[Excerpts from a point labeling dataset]
»»

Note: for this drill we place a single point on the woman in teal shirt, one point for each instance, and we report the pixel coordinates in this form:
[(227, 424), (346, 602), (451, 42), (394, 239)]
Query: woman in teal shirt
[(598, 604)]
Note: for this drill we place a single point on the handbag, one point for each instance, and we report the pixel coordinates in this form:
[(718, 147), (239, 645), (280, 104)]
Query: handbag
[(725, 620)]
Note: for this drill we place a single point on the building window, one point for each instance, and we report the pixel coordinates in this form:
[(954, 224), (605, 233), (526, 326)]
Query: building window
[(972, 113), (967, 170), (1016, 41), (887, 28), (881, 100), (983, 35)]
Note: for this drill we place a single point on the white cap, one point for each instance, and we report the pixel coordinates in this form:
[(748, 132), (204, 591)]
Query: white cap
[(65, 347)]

««

**Written request:**
Copy out each of the items above again, character for character.

**Worked solution:**
Note: for this drill we place a single point on the woman in teal shirt, one point for each instance, and we report the pixel coordinates in this form:
[(227, 424), (346, 602), (451, 42), (394, 239)]
Query: woman in teal shirt
[(598, 604)]
Note: for this drill we place a single point on the handbag, one point for each instance, and we report the pixel coordinates in this form:
[(718, 147), (239, 645), (280, 104)]
Query: handbag
[(725, 620)]
Note: for this drill we place a single point on the building window, one point for each instance, and we report the pixel coordinates in this form:
[(954, 224), (605, 233), (526, 326)]
Query: building window
[(972, 113), (967, 170), (1016, 41), (887, 28), (881, 100), (983, 35)]
Note: for this drill we place a single point on the white cap, one point for each instance, and we report the pixel coordinates in this form:
[(748, 132), (204, 591)]
Query: white cap
[(65, 347)]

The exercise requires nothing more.